Aim of the exercise:
Once the pictures are set aside, retype the remaining entries exactly.

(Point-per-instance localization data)
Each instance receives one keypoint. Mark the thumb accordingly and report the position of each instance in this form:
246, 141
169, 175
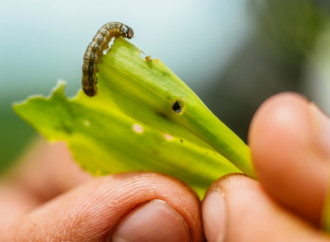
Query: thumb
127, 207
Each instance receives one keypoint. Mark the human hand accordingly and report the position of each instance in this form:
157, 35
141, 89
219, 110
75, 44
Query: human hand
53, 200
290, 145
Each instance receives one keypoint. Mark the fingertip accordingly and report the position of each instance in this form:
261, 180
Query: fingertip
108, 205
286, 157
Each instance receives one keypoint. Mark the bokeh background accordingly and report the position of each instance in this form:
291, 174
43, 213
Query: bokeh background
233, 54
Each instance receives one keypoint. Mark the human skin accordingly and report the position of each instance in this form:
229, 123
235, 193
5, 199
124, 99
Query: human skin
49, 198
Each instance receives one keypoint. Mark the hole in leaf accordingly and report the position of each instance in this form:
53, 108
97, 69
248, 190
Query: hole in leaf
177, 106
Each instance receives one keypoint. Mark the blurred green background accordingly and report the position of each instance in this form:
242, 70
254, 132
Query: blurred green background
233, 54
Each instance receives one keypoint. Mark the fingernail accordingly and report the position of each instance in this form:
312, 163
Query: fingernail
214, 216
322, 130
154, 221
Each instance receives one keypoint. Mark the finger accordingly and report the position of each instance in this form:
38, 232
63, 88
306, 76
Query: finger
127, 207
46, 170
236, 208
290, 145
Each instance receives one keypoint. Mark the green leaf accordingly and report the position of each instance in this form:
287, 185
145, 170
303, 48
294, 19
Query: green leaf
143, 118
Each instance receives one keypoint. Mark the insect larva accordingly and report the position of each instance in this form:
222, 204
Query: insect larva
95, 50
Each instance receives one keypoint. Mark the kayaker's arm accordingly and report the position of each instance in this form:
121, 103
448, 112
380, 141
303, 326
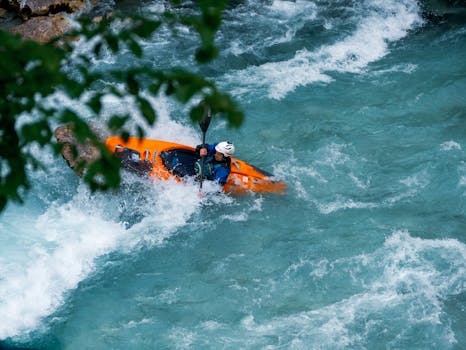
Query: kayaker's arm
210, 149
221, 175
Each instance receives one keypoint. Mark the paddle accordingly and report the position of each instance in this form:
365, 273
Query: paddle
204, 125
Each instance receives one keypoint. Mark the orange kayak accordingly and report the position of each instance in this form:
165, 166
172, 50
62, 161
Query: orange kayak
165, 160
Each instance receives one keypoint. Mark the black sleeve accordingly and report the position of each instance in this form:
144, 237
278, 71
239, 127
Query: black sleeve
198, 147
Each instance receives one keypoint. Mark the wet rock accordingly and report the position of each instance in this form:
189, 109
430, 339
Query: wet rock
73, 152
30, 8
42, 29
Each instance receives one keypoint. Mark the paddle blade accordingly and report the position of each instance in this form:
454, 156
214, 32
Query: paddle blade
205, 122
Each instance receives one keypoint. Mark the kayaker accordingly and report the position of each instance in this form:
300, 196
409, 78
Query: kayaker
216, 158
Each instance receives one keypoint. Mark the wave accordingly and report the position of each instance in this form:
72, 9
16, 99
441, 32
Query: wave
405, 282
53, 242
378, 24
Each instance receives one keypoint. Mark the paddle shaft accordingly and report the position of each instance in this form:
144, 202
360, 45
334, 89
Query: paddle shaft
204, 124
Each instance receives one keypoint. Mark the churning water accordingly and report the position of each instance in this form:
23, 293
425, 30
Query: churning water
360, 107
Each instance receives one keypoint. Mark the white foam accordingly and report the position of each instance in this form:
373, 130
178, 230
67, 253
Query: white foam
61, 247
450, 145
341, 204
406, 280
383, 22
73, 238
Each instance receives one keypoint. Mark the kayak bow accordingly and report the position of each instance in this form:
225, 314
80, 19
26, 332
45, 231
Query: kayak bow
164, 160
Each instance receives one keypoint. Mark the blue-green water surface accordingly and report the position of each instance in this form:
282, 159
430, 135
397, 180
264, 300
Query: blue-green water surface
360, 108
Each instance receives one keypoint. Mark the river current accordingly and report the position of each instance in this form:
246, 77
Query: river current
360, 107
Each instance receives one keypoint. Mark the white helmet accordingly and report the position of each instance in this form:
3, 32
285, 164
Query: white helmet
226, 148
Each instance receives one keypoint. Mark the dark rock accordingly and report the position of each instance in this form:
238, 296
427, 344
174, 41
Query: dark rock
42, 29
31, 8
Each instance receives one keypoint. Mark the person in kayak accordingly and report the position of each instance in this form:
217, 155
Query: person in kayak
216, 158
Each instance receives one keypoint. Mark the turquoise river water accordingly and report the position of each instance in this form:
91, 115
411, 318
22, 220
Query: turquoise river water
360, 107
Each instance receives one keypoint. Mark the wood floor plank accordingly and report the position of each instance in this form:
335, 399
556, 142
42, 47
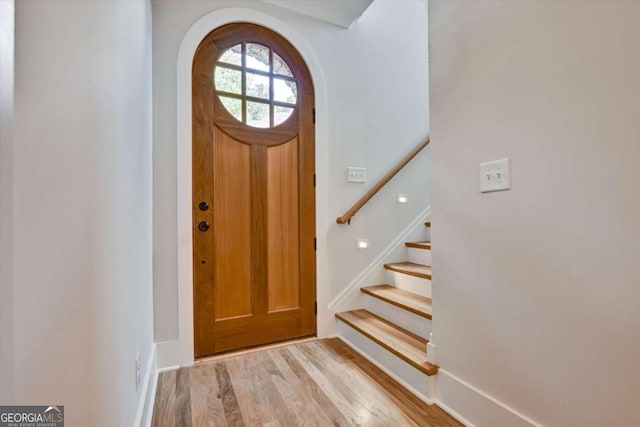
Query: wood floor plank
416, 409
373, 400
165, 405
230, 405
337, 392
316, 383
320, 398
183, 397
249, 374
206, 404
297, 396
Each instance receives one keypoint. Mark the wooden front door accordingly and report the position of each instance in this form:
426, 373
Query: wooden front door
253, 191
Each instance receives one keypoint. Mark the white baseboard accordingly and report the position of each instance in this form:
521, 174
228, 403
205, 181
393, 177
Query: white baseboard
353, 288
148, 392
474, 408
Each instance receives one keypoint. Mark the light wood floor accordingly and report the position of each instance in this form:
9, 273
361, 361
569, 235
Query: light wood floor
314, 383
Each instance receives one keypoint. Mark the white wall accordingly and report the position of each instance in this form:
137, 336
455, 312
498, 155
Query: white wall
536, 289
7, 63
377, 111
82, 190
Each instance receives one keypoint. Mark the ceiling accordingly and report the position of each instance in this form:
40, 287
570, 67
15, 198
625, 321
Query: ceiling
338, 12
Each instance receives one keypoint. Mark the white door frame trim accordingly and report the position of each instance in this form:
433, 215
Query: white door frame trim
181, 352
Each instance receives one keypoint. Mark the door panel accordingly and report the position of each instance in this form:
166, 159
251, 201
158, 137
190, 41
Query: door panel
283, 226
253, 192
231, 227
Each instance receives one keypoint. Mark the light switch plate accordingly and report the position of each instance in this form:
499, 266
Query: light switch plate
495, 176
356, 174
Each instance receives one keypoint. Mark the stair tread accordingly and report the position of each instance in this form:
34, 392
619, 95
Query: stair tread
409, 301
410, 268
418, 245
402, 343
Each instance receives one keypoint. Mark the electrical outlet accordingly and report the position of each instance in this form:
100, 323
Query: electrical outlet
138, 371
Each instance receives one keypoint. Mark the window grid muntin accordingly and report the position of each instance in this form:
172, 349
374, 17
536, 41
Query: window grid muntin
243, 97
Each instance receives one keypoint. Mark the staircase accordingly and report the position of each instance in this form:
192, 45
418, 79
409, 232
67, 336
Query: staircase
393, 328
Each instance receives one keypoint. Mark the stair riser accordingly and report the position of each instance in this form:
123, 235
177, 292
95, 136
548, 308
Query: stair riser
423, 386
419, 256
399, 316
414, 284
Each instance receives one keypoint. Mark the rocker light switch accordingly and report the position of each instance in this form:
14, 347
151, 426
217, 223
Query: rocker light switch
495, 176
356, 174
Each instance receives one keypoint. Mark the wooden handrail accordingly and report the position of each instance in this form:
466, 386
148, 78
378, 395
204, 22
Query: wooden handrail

Answer for this exercise:
Each instance receives one keypoint. Mark the thumb accordingly and report the position of each instance in this form:
246, 141
169, 175
Query: thumb
127, 207
Each instance receives one keypoint. Mark the human hand accordingly and report the position of each instance in this form:
157, 35
141, 89
219, 110
75, 44
Query: human hand
53, 200
290, 145
Each instance receives one keypoint. Mark the fingertip accordingly and report the position of each instance in this form:
261, 180
Query: fingertip
108, 205
286, 157
Each instance receives one keypoint. Mark the bokeh background accordingly and report the position of each instance in this form:
291, 174
43, 213
Query: bokeh background
233, 54
Each instance receives one keypoint. Mark the human skin accordingly and report the position of each instance in this form:
229, 123
235, 193
5, 199
124, 99
Query: human skin
49, 198
Each instance receives one keypoint. Mark the hole in leaf accordingly and report the position of each instance in this form:
53, 108
97, 69
248, 190
Query: hole in leaf
177, 106
Each instance receives one keypoint. Mark the blurred green background accordingly and report the position of each instance in this form:
242, 70
254, 132
Query: blurred green background
233, 54
Each instance receives one keypoint. Mark the fingernail accordingly and report the position of each instance in this form:
312, 163
Query: fingernail
214, 216
322, 130
154, 221
Each instance receives one keypoint. Mark the finger accordingly and report the position of each instance in this form:
38, 232
63, 88
306, 76
Query: finger
127, 207
46, 170
236, 208
290, 145
Each instance receives one keypoint. Mark the green leaf accordingly and report the position of each instance in this form:
287, 185
145, 170
303, 48
294, 19
Query: green leaf
143, 118
Each instance receives one keypoint. Mark the insect larva accordingly and report the position of each instance in this form:
222, 204
Query: insect larva
95, 50
Each instance receives one keypoint. Mark the kayaker's arm accordingly and report the position of each instance in this form:
121, 103
448, 112
380, 141
303, 326
Query: kayaker's arm
210, 149
221, 175
Each instance receives one keypoint. Mark the paddle accordingly and report the position of each instance in this form:
365, 273
Query: paddle
204, 125
Each instance receives one keypoint. Mark the orange kayak accordingly and report the position of each instance in this form:
165, 166
172, 50
62, 161
Query: orange kayak
165, 160
Each instance receives one keypoint. Mark the black sleeve accordingly and report the position of each instance in this form:
144, 237
278, 71
239, 127
Query: black sleeve
198, 147
Each instance receives one keypoint. Mark the wet rock accordingly and report the position of each instance in this form:
189, 109
430, 339
Query: wet rock
73, 152
30, 8
42, 29
Each instance receives one keypoint. Mark the paddle blade accordingly and report the position of each instance in this form:
454, 156
214, 32
Query: paddle blade
205, 122
Each instance receives one keypoint. Mark the kayaker accordingly and report the position of each instance in this form:
300, 196
409, 78
Query: kayaker
216, 158
Each instance receives one keypoint. Mark the wave accordingly and report the position of each instance in this form:
72, 9
16, 99
441, 32
Query: wave
405, 282
53, 242
378, 24
Each instance receives one keypoint. Mark the paddle shaft accordingly and report the position of each instance in this form:
144, 202
360, 45
334, 89
Query: paddle shaft
204, 124
Each instance receives one keypoint. Mark the churning water accordingly and report the position of each instance in this form:
23, 293
425, 30
Query: churning water
360, 107
Each instance receives one keypoint. Mark the white foam accordingly and report the position of each instance in this form:
373, 130
178, 230
67, 253
Query: white foam
61, 247
450, 145
341, 204
406, 280
383, 22
73, 238
Each instance receives one keypoint. Mark the kayak bow accordingly and report the position of each instance in this form:
225, 314
80, 19
26, 332
45, 231
Query: kayak bow
164, 160
Each instance receives one keypoint. Mark the blue-green water surface accordingly and report the position of each instance in this form:
282, 159
430, 135
397, 180
264, 300
Query: blue-green water surface
360, 108
Each instance receives one keypoint. Mark the river current accordingly and report the position of each instance in this form:
246, 77
Query: river current
360, 107
Each instance receives one keypoint. Mark the white helmet accordingly and report the position of each instance in this form:
3, 32
285, 164
Query: white helmet
226, 148
Each instance receives one keypoint. Mark the dark rock accordingly and report the position of each instance in this form:
238, 296
427, 344
174, 41
Query: dark rock
42, 29
31, 8
Each instance receives one keypoint. Mark the person in kayak accordingly and report the position of each instance in this form:
217, 155
Query: person in kayak
216, 158
Each instance receives one keypoint. Mark the turquoise river water accordingly and report the position of each instance in this form:
91, 115
411, 318
22, 220
Query: turquoise river water
360, 107
Each instance receives one keypoint. Mark the wood floor plank accordingly and report the position of each instance in this form:
335, 399
556, 142
42, 47
Query: wood floor plank
416, 409
373, 400
165, 405
230, 405
337, 392
316, 383
320, 398
183, 397
249, 374
206, 404
297, 396
Each instance receives one keypoint. Mark the wooden front door accordingly and report the position of each instance in this form:
426, 373
Query: wooden front door
253, 191
Each instance receives one keypoint. Mark the white baseboard accordingly and report the position of each instance in this form:
521, 174
228, 403
205, 181
393, 177
Query: white baseboard
353, 288
148, 392
474, 408
Each instance receives one keypoint. Mark the light wood floor accordingly and report the position of each instance in this form:
9, 273
361, 361
569, 235
Query: light wood floor
314, 383
Each instance receives one keypoint. Mark the white wall accordingly and report the position of each instance in this form:
137, 336
455, 312
498, 155
Query: white wall
536, 289
7, 63
377, 111
82, 190
Each instance receives one keypoint. Mark the ceiling accordingly and report the position of each instance in this form:
40, 287
570, 67
15, 198
625, 321
Query: ceiling
338, 12
Each instance receives one keypoint. Mark the white door frame trim accordingly and report the position of each instance in this form:
433, 215
Query: white door frame trim
181, 352
Each instance receives one keypoint. Mark the door panel accordingly and report the position of each instance in this form:
166, 159
251, 201
158, 137
190, 41
Query: door panel
283, 226
253, 192
231, 227
Each instance receives one keypoint. Mark the light switch plate accordingly and report the position of each instance in this form:
499, 266
Query: light switch plate
495, 176
356, 174
Each instance receives one keypoint. Mark the stair tread accordingly and report the position of each instance in this form:
34, 392
619, 95
Query: stair tread
409, 301
410, 268
418, 245
402, 343
Each instance receives one keypoint. Mark the electrical outlet accordingly and report the position of each instance in this form:
100, 323
Query: electrical outlet
138, 371
Each instance receives one keypoint. Mark the window grid muntin accordingly and report the position of each instance in this form:
172, 349
374, 17
536, 41
Query: window grid muntin
243, 97
Each instance receives one keypoint. Mark the staircase accordingly and report the position of each instance in this form:
192, 45
418, 79
409, 232
67, 336
Query: staircase
393, 328
Each instance receives one keypoint. Mark the stair riser accordingly and report the position of each instance in this form:
123, 235
177, 292
95, 136
548, 308
Query: stair riser
423, 386
419, 256
399, 316
414, 284
Each instance receives one keypoint. Mark the rocker light switch accordingly and report the position of each instance in this form:
14, 347
151, 426
217, 223
Query: rocker light switch
495, 176
356, 174
Each instance receives one keypoint. Mark the wooden handrail accordingly and report the position of each instance in this form:
466, 386
148, 78
378, 395
204, 22
Query: wooden handrail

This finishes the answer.